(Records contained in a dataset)

——

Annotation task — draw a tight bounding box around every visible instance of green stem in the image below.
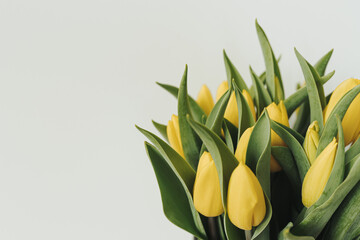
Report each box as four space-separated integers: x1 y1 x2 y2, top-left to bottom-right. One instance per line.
245 230 252 240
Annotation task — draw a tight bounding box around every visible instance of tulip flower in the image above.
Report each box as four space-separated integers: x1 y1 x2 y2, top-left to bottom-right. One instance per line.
323 78 360 145
227 162 266 230
266 101 290 172
234 127 254 164
303 121 320 164
196 84 214 116
302 138 337 208
216 81 256 126
193 152 224 217
167 115 185 158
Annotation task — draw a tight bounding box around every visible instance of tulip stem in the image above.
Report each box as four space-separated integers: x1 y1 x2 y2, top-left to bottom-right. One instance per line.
245 230 252 240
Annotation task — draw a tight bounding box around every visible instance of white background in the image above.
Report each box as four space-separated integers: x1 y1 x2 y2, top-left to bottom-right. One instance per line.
0 0 359 239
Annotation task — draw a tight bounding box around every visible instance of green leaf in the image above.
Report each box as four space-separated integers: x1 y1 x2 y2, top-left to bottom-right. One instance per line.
246 111 272 240
314 49 333 76
233 80 255 140
255 20 284 102
205 90 231 136
270 120 310 181
136 126 196 191
156 82 205 122
295 49 324 132
291 154 360 238
223 50 249 92
276 122 305 145
178 65 201 170
278 223 315 240
324 182 360 240
224 214 245 240
144 142 206 239
293 100 310 136
250 66 272 116
271 146 301 200
317 84 360 156
223 120 234 153
152 120 168 141
313 116 345 207
186 116 245 240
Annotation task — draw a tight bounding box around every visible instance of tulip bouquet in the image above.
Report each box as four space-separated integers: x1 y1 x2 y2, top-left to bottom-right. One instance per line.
136 21 360 240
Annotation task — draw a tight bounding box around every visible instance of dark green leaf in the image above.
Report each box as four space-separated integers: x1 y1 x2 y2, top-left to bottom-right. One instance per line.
223 50 249 92
278 223 315 240
152 120 168 141
136 126 196 191
345 134 360 164
250 66 272 116
145 142 206 239
314 49 333 76
178 65 201 170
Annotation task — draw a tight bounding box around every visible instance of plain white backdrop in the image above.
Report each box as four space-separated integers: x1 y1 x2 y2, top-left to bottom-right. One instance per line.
0 0 359 239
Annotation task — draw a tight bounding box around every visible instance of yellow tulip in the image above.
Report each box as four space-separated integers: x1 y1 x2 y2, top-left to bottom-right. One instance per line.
167 115 184 158
196 84 214 116
324 78 360 146
266 101 290 172
303 121 320 164
227 163 266 230
234 127 254 164
193 152 224 217
302 138 337 208
216 81 256 126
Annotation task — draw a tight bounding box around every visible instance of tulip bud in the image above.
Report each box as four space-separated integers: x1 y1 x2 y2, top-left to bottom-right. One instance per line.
234 127 254 164
227 163 266 230
266 101 290 172
302 138 338 208
196 84 214 116
216 81 256 126
193 152 224 217
324 78 360 145
167 115 185 158
303 121 320 164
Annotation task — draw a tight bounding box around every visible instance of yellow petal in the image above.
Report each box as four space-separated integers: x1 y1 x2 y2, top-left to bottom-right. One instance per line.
193 152 224 217
166 115 185 158
234 127 254 164
242 89 257 121
302 138 338 208
216 81 229 101
324 78 360 145
196 84 214 116
303 121 320 164
227 163 266 230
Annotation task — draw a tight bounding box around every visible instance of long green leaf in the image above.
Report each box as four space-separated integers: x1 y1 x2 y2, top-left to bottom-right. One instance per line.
223 50 249 92
156 82 205 121
314 49 333 76
256 20 284 102
152 120 168 141
278 223 315 240
178 65 201 170
136 126 196 191
250 66 272 116
295 49 324 132
145 142 206 239
270 120 310 181
345 133 360 164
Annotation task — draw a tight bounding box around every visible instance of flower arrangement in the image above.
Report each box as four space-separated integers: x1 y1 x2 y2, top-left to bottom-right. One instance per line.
136 20 360 240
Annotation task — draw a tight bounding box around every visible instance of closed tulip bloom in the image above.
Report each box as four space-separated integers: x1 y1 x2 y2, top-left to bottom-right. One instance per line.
303 121 320 164
234 127 254 164
266 101 290 172
302 138 338 208
216 81 256 126
193 152 224 217
324 78 360 145
196 84 214 116
227 163 266 230
167 115 184 158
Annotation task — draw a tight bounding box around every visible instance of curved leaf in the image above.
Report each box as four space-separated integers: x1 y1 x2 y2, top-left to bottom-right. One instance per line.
345 133 360 164
156 82 205 122
250 66 272 116
152 120 168 141
314 49 333 76
278 223 314 240
223 50 249 92
145 142 206 239
136 126 196 191
295 49 324 132
317 84 360 155
178 65 201 170
270 120 310 181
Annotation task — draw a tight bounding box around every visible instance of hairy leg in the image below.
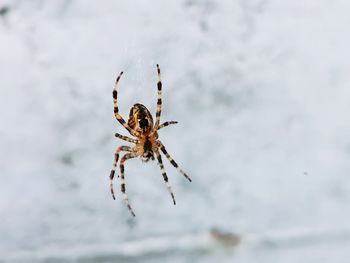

——

**EXERCISE DETAILS**: Although the records contain pictures, the copy should hold only their text, reproduced exactly.

**FINAL ANSWER**:
Annotation task — draw a tight bounding box around every visible instance of green stem in the image below.
Report each box as four space-separated integers: x1 y1 x2 y2, top-left to bottom-right. One instance per line.
245 230 252 240
Annotation task — draw a tight bounding box around every visible instance of tulip flower in the image above.
Report each box as four space-separated integers: x1 y1 x2 y2, top-left to bottom-right. One instance per line.
323 78 360 145
227 162 266 230
266 101 290 172
234 127 254 164
303 121 320 164
196 84 214 116
302 138 337 208
216 81 256 126
193 152 224 217
167 115 185 158
Annotation task — draw a tight bounding box around every visible instance of tulip stem in the image above.
Report each box as four space-separated integers: x1 y1 x2 y2, top-left to bottom-right. One instance per line.
245 230 252 240
Annotation task — draw a tight bounding box around every visible instance of white background in the image above.
Report each box as four space-separated integers: x1 y1 x2 y2, top-left to bottom-right. One instance per line.
0 0 359 239
Annotation task — draw a tight bounding box around every visible instance of green leaf in the image above.
Report each box as four space-separated integers: x1 y1 x2 y2, top-left to bottom-right. One instance per line.
246 111 272 240
314 49 333 76
233 80 255 140
255 20 284 102
205 90 231 136
270 120 310 181
136 126 196 191
156 82 205 122
295 49 324 132
291 154 360 238
223 50 249 92
276 122 305 145
178 65 201 170
278 223 315 240
324 182 360 240
224 214 245 240
144 142 206 239
293 100 310 136
250 66 272 116
271 146 301 200
317 84 360 156
223 120 234 153
152 120 168 141
313 116 345 207
186 116 245 240
Annotation task — draw a tight bounding box around every visible instance of tulip bouquet in the image above.
Report each box as four space-separated integers: x1 y1 x2 y2, top-left to bottom-right. One instance per line.
136 21 360 240
Annotation task — draw a tight bounding box around every visible instance of dark green leaf in the image above.
Report each box as four space-separated integers: x1 y1 x2 y2, top-left to bottom-right. One instance per line.
223 50 249 92
278 223 315 240
152 120 168 141
136 126 196 191
345 134 360 164
250 66 272 116
145 142 206 239
314 49 333 76
178 65 201 170
Annotation task — draw a tight bounding box around every visible instance of plain white backdrop in the image above.
Report each box as four space-separated integers: x1 y1 x2 y2, top-left to bottom-right. One instance per line.
0 0 359 239
Annotation task — draw a tight bounding box around every visible instance of yellow tulip in the image above.
Report each box as four space-separated integers: x1 y1 x2 y2, top-left to bottom-right. One instance per line.
167 115 184 158
196 84 214 116
324 78 360 146
266 101 290 172
303 121 320 164
227 163 266 230
234 127 254 164
193 152 224 217
302 138 337 208
216 81 256 126
Annotation task — draw a tight bounding box around every visible instance of tulip bud in the image above.
Report each box as four space-separated integers: x1 y1 x2 y2, top-left to bottom-right. One instance per line.
234 127 254 164
227 163 266 230
266 101 290 172
302 138 338 208
196 84 214 116
216 81 256 126
193 152 224 217
324 78 360 145
167 115 185 158
303 121 320 164
Annotation task — draw a tight bounding box around every visible instance of yellow petal in the image above.
Report each box as four space-separated integers: x1 y1 x2 y2, top-left to bottom-right. One instance per line.
193 152 224 217
166 115 185 158
234 127 254 164
242 89 257 121
302 138 338 208
216 81 229 101
324 78 360 145
196 84 214 116
303 121 320 164
227 163 266 230
Annotation task — draw a tight bounding box around every visible instance of long green leaf in the image above.
Report each box as four space-separated integers: x1 y1 x2 y2, top-left to bottom-right. One instance per line.
223 50 249 92
156 82 205 121
314 49 333 76
256 20 284 102
152 120 168 141
278 223 315 240
178 65 201 170
136 126 196 191
250 66 272 116
295 49 324 132
145 142 206 239
270 120 310 181
345 133 360 164
Annotation task — draw a tight bounding box around every visible instance of flower arrangement in the image above.
Report each box as four space-separated integers: x1 y1 x2 y2, top-left to bottom-right. One instance per line.
136 20 360 240
Annotation task — draw a tight bounding box around every visible instance of closed tulip bloom in the image above.
Report each box as four space-separated integers: x1 y1 x2 y2, top-left to bottom-right. One instance per line.
303 121 320 164
234 127 254 164
266 101 290 172
302 138 338 208
216 81 256 126
193 152 224 217
324 78 360 145
196 84 214 116
227 163 266 230
167 115 184 158
Annotation task — draw a tight bounding box around every visible instance of curved leaf in the image above.
Report each box as four space-separated integers: x1 y1 x2 y2, top-left to bottom-right. One instance per line.
345 133 360 164
156 82 205 122
250 66 272 116
152 120 168 141
314 49 333 76
278 223 314 240
223 50 249 92
145 142 206 239
136 126 196 191
295 49 324 132
317 84 360 155
178 65 201 170
270 120 310 181
Annotation task — draw a tight bounding box around every visible instance of hairy leg in the image below.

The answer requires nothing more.